Our research finds similar results by comparing the costs of existing sources of electricity generation to new generation. A forthcoming report updating our previous report on The Levelized Cost of Electricity from Existing Generation Resources finds that electricity from new solar is nearly 5 times more expensive than from existing nuclear and over 3.5 times more expensive than existing coal. The point is that our existing sources of generation, whether they be coal, natural gas, nuclear, or hydro, are far less expensive than building new generation—even if that new generation is low-cost natural gas.
This is why the Bloomberg editorial is so economically illiterate—it never considers that even though prices have fallen for solar and wind, electricity from these sources is still much more expensive than electricity from existing coal plants. This consideration is one of the main points of Economics 101—opportunity costs and tradeoffs—yet the editorial board at a financial news service published the op-ed with no mention of the cost of the policy it was promoting.

______

* **REQUIRED ACTIONS**:
**1.** Print word for word the stretch of the electricity cost passage that opens with the words containing "This is why" and closes with "it was promoting.".
**2.** Summarize the electricity cost passage in two sentences.
The lines that follow were taken from a separate source.

______

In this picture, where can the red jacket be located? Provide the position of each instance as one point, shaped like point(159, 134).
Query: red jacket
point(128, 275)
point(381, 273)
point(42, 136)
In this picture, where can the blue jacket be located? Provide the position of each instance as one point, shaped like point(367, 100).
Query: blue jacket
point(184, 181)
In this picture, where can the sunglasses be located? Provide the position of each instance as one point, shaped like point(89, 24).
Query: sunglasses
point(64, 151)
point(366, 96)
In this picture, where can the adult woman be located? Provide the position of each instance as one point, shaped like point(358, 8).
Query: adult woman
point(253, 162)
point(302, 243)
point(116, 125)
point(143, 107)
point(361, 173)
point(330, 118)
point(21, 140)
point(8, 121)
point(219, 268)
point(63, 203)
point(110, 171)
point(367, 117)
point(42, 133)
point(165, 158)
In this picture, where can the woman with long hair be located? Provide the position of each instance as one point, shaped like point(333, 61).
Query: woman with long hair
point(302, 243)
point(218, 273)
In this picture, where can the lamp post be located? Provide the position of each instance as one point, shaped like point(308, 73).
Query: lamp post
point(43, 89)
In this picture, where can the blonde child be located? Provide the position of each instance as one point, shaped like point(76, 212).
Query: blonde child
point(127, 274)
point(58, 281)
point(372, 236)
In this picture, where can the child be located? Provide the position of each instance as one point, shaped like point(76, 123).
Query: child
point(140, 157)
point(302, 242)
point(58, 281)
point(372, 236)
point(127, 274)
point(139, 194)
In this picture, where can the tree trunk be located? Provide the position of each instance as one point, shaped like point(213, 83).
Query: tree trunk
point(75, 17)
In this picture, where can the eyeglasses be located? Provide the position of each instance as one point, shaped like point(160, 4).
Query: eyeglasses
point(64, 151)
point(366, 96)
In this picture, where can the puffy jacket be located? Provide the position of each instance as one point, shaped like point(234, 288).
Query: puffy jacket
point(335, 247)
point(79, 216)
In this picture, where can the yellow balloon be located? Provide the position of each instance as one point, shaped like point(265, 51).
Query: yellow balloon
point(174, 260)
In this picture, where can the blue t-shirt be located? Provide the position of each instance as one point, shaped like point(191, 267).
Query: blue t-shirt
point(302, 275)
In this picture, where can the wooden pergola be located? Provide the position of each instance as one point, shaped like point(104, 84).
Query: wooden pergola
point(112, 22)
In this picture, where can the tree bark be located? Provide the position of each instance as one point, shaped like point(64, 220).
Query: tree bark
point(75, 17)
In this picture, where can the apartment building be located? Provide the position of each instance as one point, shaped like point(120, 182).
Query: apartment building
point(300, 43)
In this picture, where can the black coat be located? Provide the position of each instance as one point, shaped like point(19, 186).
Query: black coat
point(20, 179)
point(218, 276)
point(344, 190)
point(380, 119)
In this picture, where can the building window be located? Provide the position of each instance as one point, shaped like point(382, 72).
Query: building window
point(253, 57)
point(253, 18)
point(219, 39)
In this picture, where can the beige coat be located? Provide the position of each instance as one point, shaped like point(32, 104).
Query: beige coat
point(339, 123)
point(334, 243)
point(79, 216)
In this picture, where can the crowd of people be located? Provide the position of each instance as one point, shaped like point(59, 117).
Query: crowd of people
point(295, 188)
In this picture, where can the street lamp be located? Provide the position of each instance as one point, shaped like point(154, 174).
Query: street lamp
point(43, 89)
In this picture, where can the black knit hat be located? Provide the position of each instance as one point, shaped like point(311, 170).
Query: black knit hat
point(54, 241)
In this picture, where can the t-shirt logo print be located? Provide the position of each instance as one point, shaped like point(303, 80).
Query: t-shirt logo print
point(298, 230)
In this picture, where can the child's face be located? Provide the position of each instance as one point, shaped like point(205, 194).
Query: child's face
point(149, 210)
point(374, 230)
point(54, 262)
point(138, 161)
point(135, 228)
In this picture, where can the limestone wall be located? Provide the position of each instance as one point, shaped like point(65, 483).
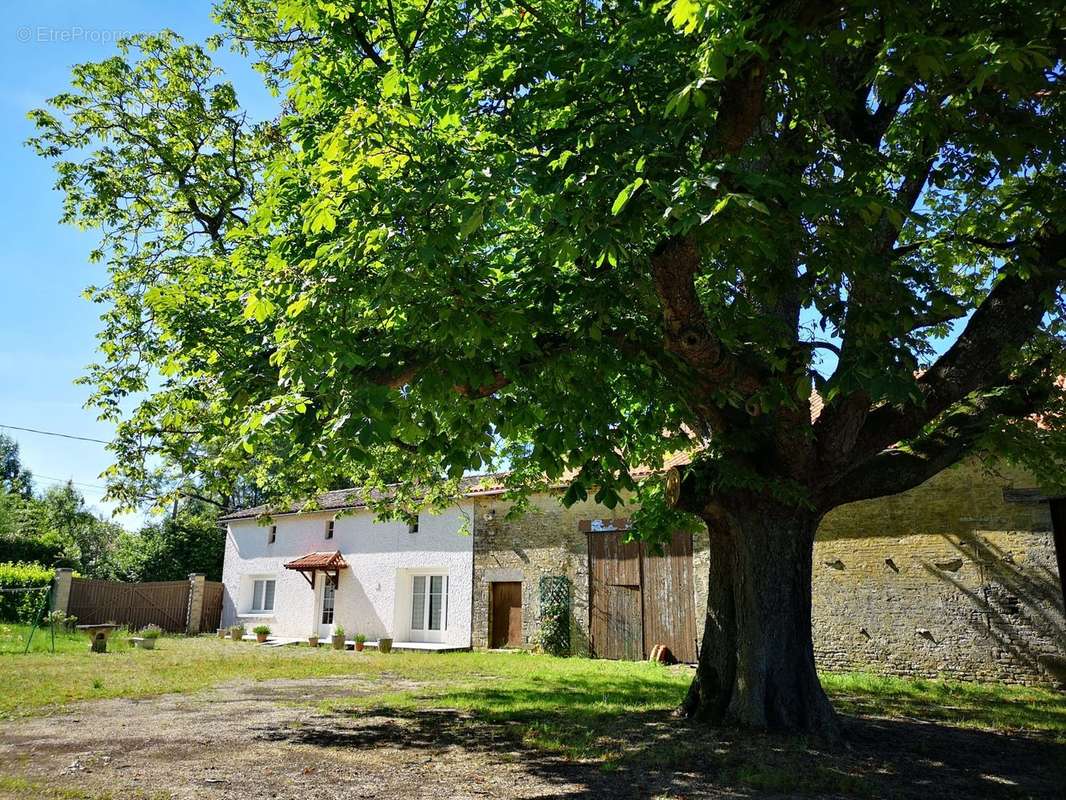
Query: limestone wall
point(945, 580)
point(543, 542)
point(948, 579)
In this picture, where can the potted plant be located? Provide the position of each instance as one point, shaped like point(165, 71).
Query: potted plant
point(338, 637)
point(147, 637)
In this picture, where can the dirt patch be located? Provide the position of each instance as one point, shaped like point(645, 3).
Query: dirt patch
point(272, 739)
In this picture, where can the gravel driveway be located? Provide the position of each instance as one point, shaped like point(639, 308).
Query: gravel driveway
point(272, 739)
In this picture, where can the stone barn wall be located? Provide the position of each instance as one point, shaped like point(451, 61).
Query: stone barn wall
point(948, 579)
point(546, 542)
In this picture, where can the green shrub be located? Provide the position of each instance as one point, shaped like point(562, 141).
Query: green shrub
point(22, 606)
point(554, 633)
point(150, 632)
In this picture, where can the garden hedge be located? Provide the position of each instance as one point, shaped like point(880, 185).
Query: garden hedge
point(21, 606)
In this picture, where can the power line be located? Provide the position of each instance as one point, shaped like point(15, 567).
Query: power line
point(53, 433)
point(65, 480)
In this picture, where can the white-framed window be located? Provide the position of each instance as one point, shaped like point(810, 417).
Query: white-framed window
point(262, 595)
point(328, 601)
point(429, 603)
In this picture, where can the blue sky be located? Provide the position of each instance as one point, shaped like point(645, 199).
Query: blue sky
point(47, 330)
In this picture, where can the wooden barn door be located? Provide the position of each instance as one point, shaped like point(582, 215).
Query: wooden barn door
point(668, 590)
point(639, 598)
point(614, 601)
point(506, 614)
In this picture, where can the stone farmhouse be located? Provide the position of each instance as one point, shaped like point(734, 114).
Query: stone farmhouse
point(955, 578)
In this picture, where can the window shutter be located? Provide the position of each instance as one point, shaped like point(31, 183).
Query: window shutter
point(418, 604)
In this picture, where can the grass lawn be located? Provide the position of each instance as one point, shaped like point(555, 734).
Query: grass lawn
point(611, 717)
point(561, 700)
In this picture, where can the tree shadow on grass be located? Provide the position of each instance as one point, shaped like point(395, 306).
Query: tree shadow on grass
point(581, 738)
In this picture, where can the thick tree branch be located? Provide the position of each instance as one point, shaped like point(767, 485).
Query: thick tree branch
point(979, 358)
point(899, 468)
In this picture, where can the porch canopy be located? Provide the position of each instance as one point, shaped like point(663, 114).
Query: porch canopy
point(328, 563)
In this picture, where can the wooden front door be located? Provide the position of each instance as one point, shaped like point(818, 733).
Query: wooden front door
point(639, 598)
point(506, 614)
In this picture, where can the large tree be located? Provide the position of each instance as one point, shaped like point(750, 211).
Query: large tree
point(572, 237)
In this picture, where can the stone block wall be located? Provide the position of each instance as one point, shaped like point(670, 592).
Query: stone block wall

______

* **TASK RESULTS**:
**1.**
This is why the Bloomberg editorial is so economically illiterate—it never considers that even though prices have fallen for solar and wind, electricity from these sources is still much more expensive than electricity from existing coal plants. This consideration is one of the main points of Economics 101—opportunity costs and tradeoffs—yet the editorial board at a financial news service published the op-ed with no mention of the cost of the policy it was promoting.

**2.** Existing coal, natural gas, nuclear, and hydro generation is far cheaper than building new generation, and new solar is nearly 5 times more expensive than existing nuclear and over 3.5 times more expensive than existing coal. The passage calls the Bloomberg editorial economically illiterate because it ignores that solar and wind, despite falling prices, still cost much more than existing coal and never mentions the cost of the policy it promotes.